[RECORD LIST start]

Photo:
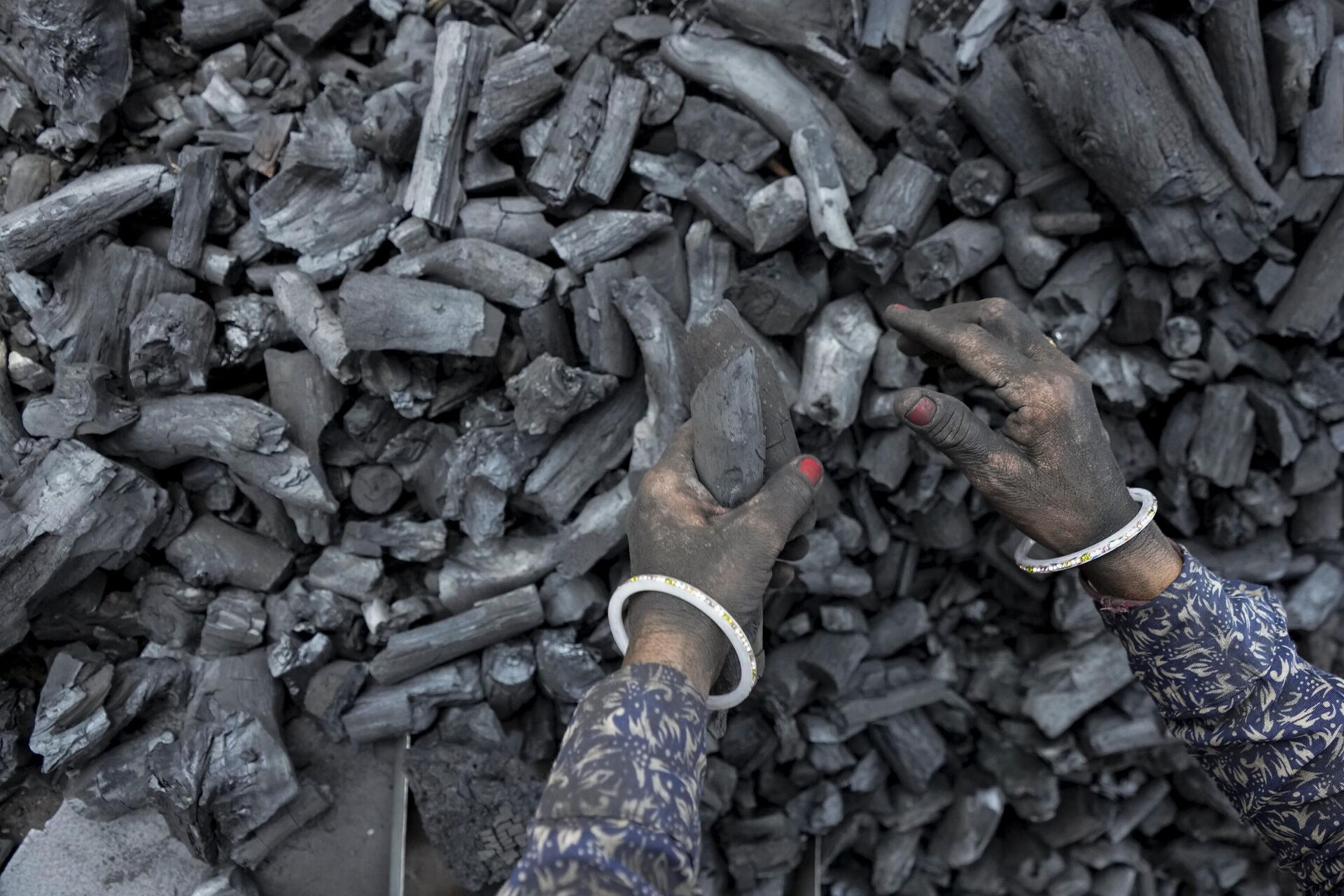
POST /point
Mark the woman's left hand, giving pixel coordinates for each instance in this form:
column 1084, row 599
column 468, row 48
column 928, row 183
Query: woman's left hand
column 678, row 530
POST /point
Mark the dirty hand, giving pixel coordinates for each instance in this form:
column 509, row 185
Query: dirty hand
column 678, row 530
column 1050, row 468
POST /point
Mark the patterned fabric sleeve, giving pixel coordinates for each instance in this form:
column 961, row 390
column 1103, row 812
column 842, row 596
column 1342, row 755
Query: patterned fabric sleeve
column 620, row 813
column 1262, row 722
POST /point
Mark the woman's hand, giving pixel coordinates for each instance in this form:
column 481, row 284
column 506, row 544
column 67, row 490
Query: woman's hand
column 678, row 530
column 1050, row 469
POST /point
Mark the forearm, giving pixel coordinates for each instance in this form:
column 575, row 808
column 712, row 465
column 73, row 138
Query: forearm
column 1217, row 657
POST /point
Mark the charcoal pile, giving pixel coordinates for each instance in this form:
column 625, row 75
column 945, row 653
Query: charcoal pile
column 336, row 337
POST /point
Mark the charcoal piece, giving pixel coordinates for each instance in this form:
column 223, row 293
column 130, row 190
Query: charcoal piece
column 1313, row 599
column 234, row 624
column 488, row 622
column 81, row 403
column 604, row 234
column 1145, row 300
column 477, row 805
column 245, row 435
column 660, row 336
column 593, row 444
column 1079, row 296
column 764, row 86
column 507, row 673
column 777, row 213
column 379, row 312
column 312, row 318
column 722, row 194
column 894, row 206
column 717, row 133
column 979, row 184
column 412, row 706
column 1296, row 38
column 578, row 127
column 518, row 85
column 610, row 153
column 1068, row 682
column 315, row 22
column 773, row 296
column 711, row 266
column 1222, row 447
column 729, row 430
column 828, row 202
column 216, row 552
column 948, row 258
column 839, row 352
column 500, row 274
column 169, row 344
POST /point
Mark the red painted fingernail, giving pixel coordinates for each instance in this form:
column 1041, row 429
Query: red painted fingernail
column 923, row 412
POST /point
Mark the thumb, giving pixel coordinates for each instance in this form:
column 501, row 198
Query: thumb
column 949, row 426
column 785, row 498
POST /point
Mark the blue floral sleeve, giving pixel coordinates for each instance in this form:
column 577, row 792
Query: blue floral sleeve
column 1264, row 723
column 620, row 813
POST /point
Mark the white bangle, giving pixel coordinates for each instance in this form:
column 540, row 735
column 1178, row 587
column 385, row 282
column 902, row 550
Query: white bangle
column 706, row 605
column 1147, row 511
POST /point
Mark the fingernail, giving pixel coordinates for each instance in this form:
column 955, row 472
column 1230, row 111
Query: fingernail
column 923, row 412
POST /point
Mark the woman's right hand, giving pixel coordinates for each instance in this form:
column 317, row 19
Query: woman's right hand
column 1050, row 468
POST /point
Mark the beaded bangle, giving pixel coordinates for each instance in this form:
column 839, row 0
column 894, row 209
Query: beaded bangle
column 706, row 605
column 1147, row 511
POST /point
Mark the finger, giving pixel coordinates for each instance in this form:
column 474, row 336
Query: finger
column 949, row 426
column 784, row 498
column 974, row 349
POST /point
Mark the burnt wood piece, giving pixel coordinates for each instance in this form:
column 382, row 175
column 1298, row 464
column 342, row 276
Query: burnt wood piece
column 777, row 214
column 435, row 191
column 491, row 621
column 499, row 273
column 762, row 85
column 379, row 312
column 78, row 210
column 214, row 23
column 213, row 552
column 1231, row 38
column 979, row 184
column 836, row 359
column 81, row 403
column 315, row 22
column 722, row 192
column 711, row 266
column 318, row 327
column 948, row 258
column 1296, row 38
column 412, row 706
column 610, row 153
column 660, row 336
column 717, row 133
column 1315, row 293
column 198, row 190
column 515, row 222
column 894, row 207
column 245, row 435
column 593, row 444
column 729, row 431
column 518, row 85
column 828, row 203
column 604, row 234
column 1031, row 254
column 578, row 125
column 773, row 296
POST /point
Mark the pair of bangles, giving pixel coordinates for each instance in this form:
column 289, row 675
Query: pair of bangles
column 742, row 644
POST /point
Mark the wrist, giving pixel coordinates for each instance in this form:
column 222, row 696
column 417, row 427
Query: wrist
column 667, row 631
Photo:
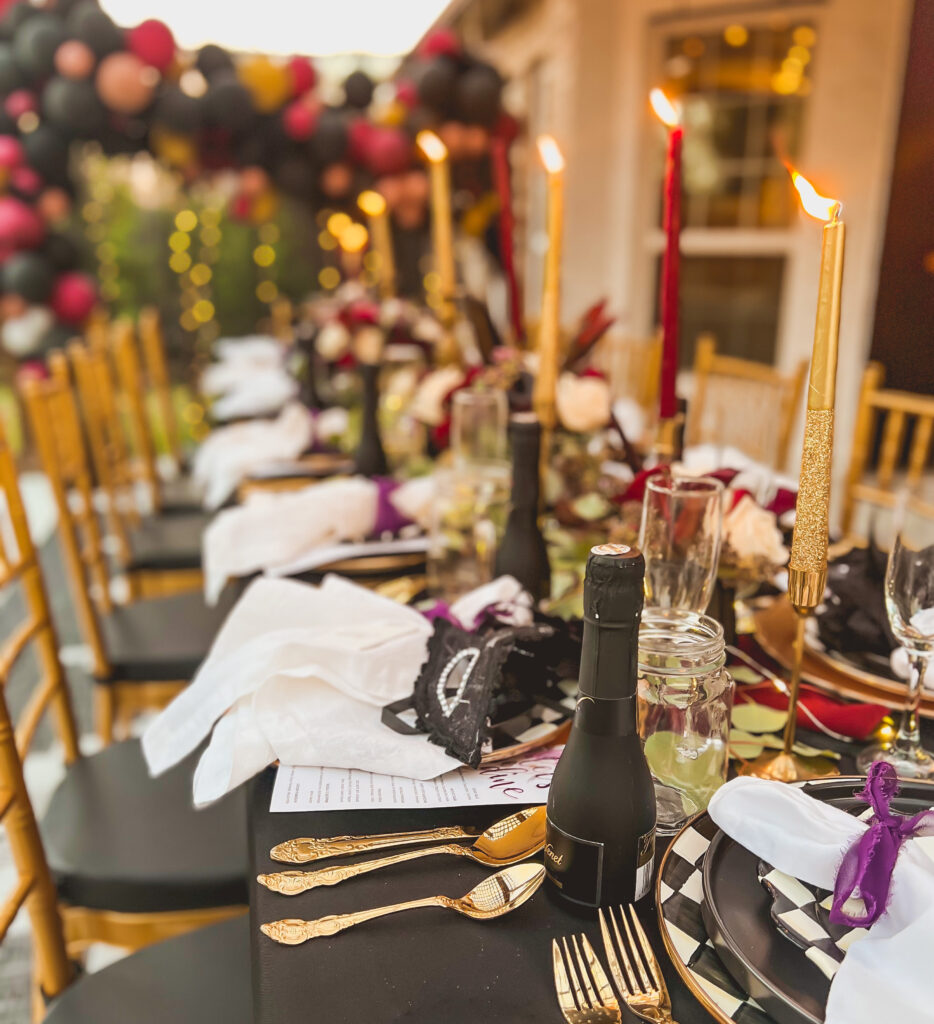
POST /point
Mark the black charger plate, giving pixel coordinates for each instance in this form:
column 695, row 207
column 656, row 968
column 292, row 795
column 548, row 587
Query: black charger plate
column 736, row 913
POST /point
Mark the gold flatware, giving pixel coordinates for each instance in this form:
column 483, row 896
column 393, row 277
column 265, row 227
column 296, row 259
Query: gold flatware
column 302, row 851
column 580, row 1001
column 507, row 842
column 643, row 990
column 495, row 896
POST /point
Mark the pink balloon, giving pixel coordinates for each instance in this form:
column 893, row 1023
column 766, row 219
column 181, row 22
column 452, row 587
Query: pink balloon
column 10, row 152
column 20, row 225
column 74, row 59
column 74, row 296
column 125, row 84
column 153, row 42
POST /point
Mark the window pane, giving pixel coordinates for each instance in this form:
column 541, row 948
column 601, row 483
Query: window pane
column 736, row 298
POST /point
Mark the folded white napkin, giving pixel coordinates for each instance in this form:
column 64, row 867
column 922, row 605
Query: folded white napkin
column 885, row 975
column 260, row 392
column 300, row 673
column 229, row 454
column 277, row 530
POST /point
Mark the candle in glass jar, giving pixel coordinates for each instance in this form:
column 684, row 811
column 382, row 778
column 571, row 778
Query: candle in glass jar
column 671, row 264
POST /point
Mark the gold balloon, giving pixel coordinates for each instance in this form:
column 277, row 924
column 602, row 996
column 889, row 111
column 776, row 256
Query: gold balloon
column 268, row 83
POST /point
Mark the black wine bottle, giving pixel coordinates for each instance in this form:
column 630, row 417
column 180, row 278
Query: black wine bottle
column 600, row 839
column 370, row 459
column 522, row 552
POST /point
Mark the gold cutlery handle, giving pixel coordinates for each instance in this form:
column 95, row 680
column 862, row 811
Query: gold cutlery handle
column 293, row 883
column 301, row 851
column 293, row 931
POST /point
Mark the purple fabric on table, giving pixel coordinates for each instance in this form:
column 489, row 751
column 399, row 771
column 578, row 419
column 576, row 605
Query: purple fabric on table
column 867, row 865
column 388, row 517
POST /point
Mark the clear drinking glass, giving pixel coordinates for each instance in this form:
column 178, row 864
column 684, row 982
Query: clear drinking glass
column 680, row 539
column 685, row 699
column 468, row 520
column 909, row 604
column 478, row 426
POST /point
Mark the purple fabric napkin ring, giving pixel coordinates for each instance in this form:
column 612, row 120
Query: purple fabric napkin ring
column 867, row 865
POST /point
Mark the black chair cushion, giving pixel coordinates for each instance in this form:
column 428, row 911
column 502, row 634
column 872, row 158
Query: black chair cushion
column 199, row 978
column 117, row 840
column 162, row 638
column 167, row 543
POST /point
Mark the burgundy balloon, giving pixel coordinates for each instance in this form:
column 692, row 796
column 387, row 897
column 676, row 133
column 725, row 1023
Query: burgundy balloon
column 10, row 152
column 153, row 42
column 74, row 296
column 20, row 225
column 75, row 59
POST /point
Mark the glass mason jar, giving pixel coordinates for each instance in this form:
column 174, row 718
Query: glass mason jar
column 685, row 699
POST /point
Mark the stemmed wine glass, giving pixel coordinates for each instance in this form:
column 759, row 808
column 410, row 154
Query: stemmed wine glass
column 909, row 604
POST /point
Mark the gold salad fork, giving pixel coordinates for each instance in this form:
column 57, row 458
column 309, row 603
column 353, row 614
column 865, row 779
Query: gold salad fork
column 639, row 979
column 584, row 991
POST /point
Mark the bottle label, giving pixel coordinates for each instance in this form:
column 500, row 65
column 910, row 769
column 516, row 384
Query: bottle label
column 575, row 865
column 645, row 861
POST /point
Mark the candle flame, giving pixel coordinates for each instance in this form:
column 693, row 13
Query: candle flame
column 665, row 110
column 819, row 207
column 550, row 154
column 372, row 203
column 431, row 145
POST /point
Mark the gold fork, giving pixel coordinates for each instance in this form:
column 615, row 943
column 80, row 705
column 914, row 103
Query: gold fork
column 639, row 979
column 580, row 1003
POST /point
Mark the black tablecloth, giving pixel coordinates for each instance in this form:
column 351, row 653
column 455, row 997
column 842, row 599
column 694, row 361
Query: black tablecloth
column 427, row 966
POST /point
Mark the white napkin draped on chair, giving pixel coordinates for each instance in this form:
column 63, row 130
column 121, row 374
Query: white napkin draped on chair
column 228, row 454
column 300, row 674
column 886, row 974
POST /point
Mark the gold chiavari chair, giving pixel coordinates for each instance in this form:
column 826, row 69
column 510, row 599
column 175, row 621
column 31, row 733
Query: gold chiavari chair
column 158, row 555
column 132, row 860
column 144, row 652
column 744, row 403
column 896, row 413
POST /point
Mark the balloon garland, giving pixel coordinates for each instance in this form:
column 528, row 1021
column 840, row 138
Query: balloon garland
column 69, row 74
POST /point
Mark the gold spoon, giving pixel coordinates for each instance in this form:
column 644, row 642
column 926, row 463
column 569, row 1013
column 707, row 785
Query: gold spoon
column 495, row 896
column 507, row 842
column 300, row 851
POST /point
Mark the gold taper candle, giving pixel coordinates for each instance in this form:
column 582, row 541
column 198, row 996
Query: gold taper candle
column 550, row 324
column 807, row 565
column 441, row 225
column 374, row 206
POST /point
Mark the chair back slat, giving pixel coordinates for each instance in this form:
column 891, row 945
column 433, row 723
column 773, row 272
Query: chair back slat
column 53, row 417
column 157, row 369
column 739, row 401
column 895, row 413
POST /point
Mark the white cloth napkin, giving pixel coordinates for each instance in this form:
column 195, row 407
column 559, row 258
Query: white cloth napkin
column 885, row 976
column 229, row 454
column 261, row 392
column 300, row 673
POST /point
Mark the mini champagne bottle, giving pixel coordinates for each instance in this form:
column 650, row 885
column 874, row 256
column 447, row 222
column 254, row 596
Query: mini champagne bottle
column 600, row 837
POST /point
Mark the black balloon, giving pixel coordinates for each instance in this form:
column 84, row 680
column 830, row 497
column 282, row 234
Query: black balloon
column 89, row 24
column 477, row 93
column 212, row 59
column 358, row 89
column 329, row 143
column 227, row 103
column 35, row 45
column 74, row 107
column 10, row 75
column 60, row 252
column 46, row 151
column 177, row 111
column 30, row 275
column 435, row 82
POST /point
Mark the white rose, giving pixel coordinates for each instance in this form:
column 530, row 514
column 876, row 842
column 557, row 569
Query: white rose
column 332, row 341
column 428, row 403
column 583, row 402
column 753, row 532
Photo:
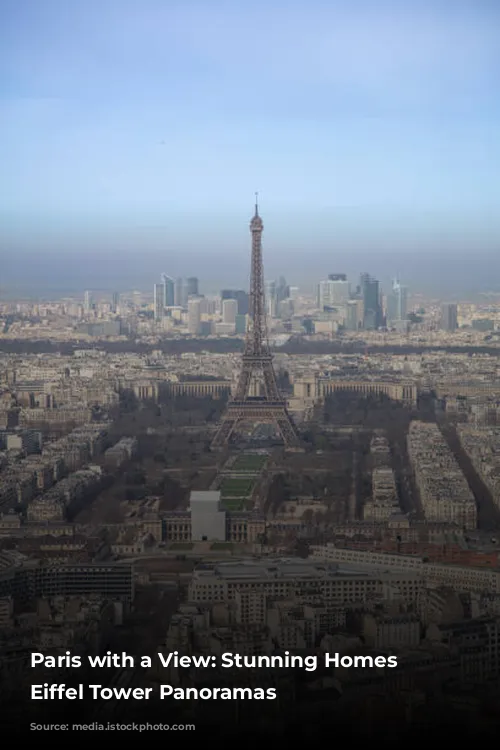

[RECORD LIST end]

EXERCISE =
Rewrite the items from the very beginning through the line containing "column 336, row 337" as a Markdown table with the columns Row and Line, numbering each line and skipping blank ones. Leave the pictures out.

FINISHED ANSWER =
| Row | Line |
|---|---|
| 1 | Photo: |
| 2 | POST /point |
| 3 | Mark the woman's left hand, giving pixel coordinates for each instance in this form: |
| 4 | column 1084, row 599 |
| 5 | column 468, row 48 |
| 6 | column 928, row 183 |
| 7 | Query: woman's left hand |
| 8 | column 678, row 530 |
| 9 | POST /point |
| 10 | Mark the dirty hand, giving pixel coordinates for each instance in this form: |
| 11 | column 509, row 185 |
| 12 | Query: dirty hand |
| 13 | column 678, row 530 |
| 14 | column 1050, row 468 |
| 15 | POST /point |
| 16 | Mark the patterned fabric sleeve, giving pixel coordinates for each instance in this form: |
| 17 | column 961, row 390 |
| 18 | column 1103, row 812 |
| 19 | column 842, row 596 |
| 20 | column 1342, row 755 |
| 21 | Query: patterned fabric sleeve |
| 22 | column 620, row 813 |
| 23 | column 1262, row 722 |
| 24 | POST /point |
| 25 | Mark the woman's hand, giving pixel coordinates for each instance in this form: |
| 26 | column 481, row 284 |
| 27 | column 506, row 544 |
| 28 | column 67, row 490 |
| 29 | Query: woman's hand |
| 30 | column 678, row 530 |
| 31 | column 1050, row 469 |
| 32 | POST /point |
| 33 | Mark the forearm, giving pixel coordinates for each instance in this form: |
| 34 | column 575, row 808 |
| 35 | column 712, row 465 |
| 36 | column 73, row 138 |
| 37 | Query: forearm |
| 38 | column 1217, row 657 |
| 39 | POST /point |
| 40 | Mark the charcoal pile, giving pixel coordinates for each instance in this form: |
| 41 | column 625, row 75 |
| 42 | column 945, row 653 |
| 43 | Query: charcoal pile |
| 44 | column 336, row 337 |